Records shown:
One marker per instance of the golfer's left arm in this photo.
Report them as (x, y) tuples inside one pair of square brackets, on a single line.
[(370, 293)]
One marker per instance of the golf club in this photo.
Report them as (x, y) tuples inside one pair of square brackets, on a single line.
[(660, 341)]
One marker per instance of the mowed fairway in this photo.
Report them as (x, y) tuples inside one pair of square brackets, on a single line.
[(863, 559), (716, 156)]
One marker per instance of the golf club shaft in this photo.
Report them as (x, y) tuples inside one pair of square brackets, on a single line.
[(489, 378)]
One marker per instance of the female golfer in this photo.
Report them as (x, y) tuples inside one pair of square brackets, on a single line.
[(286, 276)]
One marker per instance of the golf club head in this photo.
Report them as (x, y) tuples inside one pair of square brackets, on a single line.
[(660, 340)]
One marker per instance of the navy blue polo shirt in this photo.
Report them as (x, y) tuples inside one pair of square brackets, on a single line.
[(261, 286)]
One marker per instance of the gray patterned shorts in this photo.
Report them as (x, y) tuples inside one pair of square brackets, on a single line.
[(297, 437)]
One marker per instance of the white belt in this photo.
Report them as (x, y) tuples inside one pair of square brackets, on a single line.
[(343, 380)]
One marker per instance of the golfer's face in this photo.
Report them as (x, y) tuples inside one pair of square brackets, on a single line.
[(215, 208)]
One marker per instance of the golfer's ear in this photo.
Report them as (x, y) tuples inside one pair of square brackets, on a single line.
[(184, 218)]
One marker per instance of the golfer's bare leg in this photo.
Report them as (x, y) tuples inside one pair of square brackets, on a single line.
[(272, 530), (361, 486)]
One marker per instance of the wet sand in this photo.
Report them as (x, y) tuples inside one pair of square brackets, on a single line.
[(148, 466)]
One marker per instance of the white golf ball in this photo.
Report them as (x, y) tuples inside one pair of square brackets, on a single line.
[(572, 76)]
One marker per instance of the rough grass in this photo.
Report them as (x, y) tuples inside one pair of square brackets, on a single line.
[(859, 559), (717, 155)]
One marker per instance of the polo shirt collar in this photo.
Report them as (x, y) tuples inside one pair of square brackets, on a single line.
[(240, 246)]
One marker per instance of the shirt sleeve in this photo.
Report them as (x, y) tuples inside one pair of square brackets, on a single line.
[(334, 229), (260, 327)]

Objective:
Reproduce all of the entries above word for word, line by line, with nothing altered.

Output:
One marker per instance of the golfer's left arm in this photo.
Report them as (x, y) tuples inside one pair of square brackets, on a single line.
[(370, 293)]
One marker per instance of the golf club in this photo.
Report them as (x, y) tuples inside one pair of square brackets, on a single line.
[(660, 341)]
One marker per instance of the mowed fairway in this photo.
Report them as (x, y) tuples inside one pair of square brackets, on a single line.
[(863, 559), (716, 156)]
One marker per instance of the golf club shaft in this photo.
Report them as (x, y) tuples inside one pair of square brackets, on a single line.
[(489, 378)]
One marker per instance of the female golfer in this photo.
Report them as (x, y) tuples inside one pair of square brackets, on a single line.
[(286, 276)]
One marker per instance of the golf club head in this photo.
Report them as (x, y) tuples inside one pair of square brackets, on a single line.
[(660, 340)]
One marker per instance of the navy blue polo shirt in this photo.
Report them as (x, y) tuples inside one pair of square brackets, on a single line.
[(261, 286)]
One marker per instance of the gray patterned shorts in this photo.
Report them as (x, y) tuples inside one pair of square brackets, on a single line.
[(297, 437)]
One marker per instance of the white belt in this photo.
Report them as (x, y) tuples inside one pair of square brackets, on a single line.
[(343, 380)]
One marker per instance of the golfer's face in this photo.
Report them as (x, y) tuples inside one pair of square brackets, on a single line.
[(215, 208)]
One marker per instance of the golfer's ear in this photo.
Report them as (x, y) tuples inside one pair of square brackets, on a single line.
[(184, 218)]
One marker per instance of the golfer's bare leg in this photo.
Report them as (x, y) tuples inside one pair of square brackets, on a single line.
[(272, 530), (361, 486)]
One marker per instance of the wet sand in this photo.
Report them as (x, y) tuples inside one pair of square brackets, on a single line.
[(148, 466)]
One marker per instance of the white golf ball in this photo.
Report them as (x, y) tuples inside one pair of square brackets, on a single line.
[(572, 76)]
One marker per instance of the rough grass in this photo.
Report them as (x, y) tuples inside one pair of square brackets, on a single line.
[(859, 559), (717, 155)]
One marker per instance of the polo shirt collar in this photo.
Report them as (x, y) tuples inside one pair of square brackets, on a single line.
[(240, 246)]
One marker per instance of the shirt sleeve in this photo.
Report them as (x, y) tuples inside one pair of square brackets, on a single line.
[(334, 229), (260, 327)]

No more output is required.